Text
----
USE OF THE PLATFORM IS AT CUSTOMER’S SOLE RISK. EXCEPT AS SET FORTH EXPRESSLY IN THESE TERMS AND CONDITIONS, THE PLATFORM IS PROVIDED “AS IS” AND “AS-AVAILABLE” AND WITHOUT A WARRANTY OF ANY KIND. TECHADOX DISCLAIMS ALL IMPLIED WARRANTIES OR CONDITIONS CONCERNING THE PERFORMANCE, OPERATION OR QUALITY OF THE PLATFORM, INCLUDING ALL IMPLIED WARRANTIES OF NON-INFRINGEMENT MERCHANTABILITY OR FITNESS FOR A PARTICULAR PURPOSE. TECHADOX DOES NOT WARRANT THAT THE PLATFORM WILL MEET ANY CUSTOMER’S REQUIREMENTS, OPERATE IN COMBINATION WITH OTHER SOFTWARE OR INTERNET SITES OR SERVICES, BE UNINTERRUPTED OR ERROR-FREE, OR FUNCTION WITHIN A PARTICULAR SYSTEM. NO OTHER ORAL OR WRITTEN ADVICE GIVEN BY TECHADOX WILL CREATE A WARRANTY REGARDING THE PLATFORM. NO AGENT OR EMPLOYEE OF TECHADOX IS AUTHORIZED TO MAKE ANY WARRANTY OBLIGATIONS ON BEHALF OF TECHADOX OR MODIFY THE LIMITATIONS STATED IN THIS SECTION 15.
16.1 Techadox Indemnification.
Techadox shall indemnify and hold Customer, its parent organizations, subsidiaries, affiliates, officers, directors, employees, attorneys, and agents harmless from and against any and all claims, costs, damages, losses, liabilities and expenses, including reasonable legal fees and costs, arising out of or in connection with: (a) any alleged conduct which would constitute a breach of the representations and warranties of Techadox set forth herein; or (b) a claim that the use of the Platform (other than third party materials) infringes the copyright, trademark, or United States or Canadian patent rights of any third party. Upon notice of an alleged infringement or if in Techadox’s opinion such a claim is likely, Techadox shall have the right, at its option, to obtain for Customer the continuing right to use the Platform, substitute other non-infringing functionality, or modify the Platform so that it is no longer infringing. THIS SECTION SETS FORTH TECHADOX’S SOLE AND EXCLUSIVE LIABILITY, AND CUSTOMER’S SOLE AND EXCLUSIVE REMEDY, FOR TECHADOX’S INFRINGEMENT OF THIRD PARTY RIGHTS OF ANY KIND.
----
Entries supplied
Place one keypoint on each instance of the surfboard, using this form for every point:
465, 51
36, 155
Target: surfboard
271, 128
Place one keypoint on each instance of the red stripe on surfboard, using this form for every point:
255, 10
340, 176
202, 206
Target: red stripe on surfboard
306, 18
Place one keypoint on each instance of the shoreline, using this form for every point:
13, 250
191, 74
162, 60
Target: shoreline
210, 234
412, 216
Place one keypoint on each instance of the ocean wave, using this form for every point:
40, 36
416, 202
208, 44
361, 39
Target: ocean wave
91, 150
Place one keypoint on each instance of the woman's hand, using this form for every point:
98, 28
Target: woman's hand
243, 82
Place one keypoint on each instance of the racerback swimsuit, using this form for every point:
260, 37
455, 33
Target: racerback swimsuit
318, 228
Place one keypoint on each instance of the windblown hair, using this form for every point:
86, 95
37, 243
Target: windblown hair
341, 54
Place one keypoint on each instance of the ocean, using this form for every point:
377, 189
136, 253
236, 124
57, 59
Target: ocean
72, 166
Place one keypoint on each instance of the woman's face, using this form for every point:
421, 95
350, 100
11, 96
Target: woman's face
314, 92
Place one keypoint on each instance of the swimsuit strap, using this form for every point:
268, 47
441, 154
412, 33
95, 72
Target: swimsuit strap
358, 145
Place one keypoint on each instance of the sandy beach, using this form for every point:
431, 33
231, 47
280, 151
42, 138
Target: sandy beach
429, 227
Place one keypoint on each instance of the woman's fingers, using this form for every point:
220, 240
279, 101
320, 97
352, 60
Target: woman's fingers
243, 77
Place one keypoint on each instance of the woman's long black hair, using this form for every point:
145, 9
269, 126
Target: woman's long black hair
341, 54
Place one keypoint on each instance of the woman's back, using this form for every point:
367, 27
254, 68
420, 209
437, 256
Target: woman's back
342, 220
----
To do
a: According to the Techadox platform terms, whose patent rights are covered by the indemnity for infringement claims?
b: Extend the Techadox platform terms past their final sentence.

Responses in order
a: United States or Canadian patent rights.

b:
16.2 Customer Indemnification.
Customer shall and does hereby indemnify and hold Techadox, its licensors and their respective parent organizations, subsidiaries, affiliates, officers, directors, employees, attorneys, and agents harmless from and against any and all claims, costs, damages, losses, liabilities and expenses, including reasonable legal fees and costs, arising out of or in connection with: (a) a claim based on any alleged misuse of the Platform by Customer, or a claim that any Customer Data infringes the copyright, trademark, or patent rights of any third party; (b) any alleged conduct which would constitute a breach of the representations and warranties of Customer set forth herein; and; and (c) any claims arising out of or related to any Work Order, including (i) any claims by any third party or government agency that a Technician was misclassified as an independent contractor or employee of Customer; and (ii) any claim that Techadox was an employer or joint employer of a Technician; and (iii) similar or related legal claims under any employment laws.
Each party shall indemnify the other party as set forth above provided that: (a) the indemnified party notifies the indemnifying party promptly in writing of the claim; (b) the indemnifying party has sole control of the defense and all related settlement negotiations with respect to the claim; provided, that the indemnified party has the right, but not the obligation, to participate in the defense of any such claim through counsel of its own choosing; and (c) the indemnified party cooperates fully to the extent necessary, and executes all documents necessary for the defense of such claim.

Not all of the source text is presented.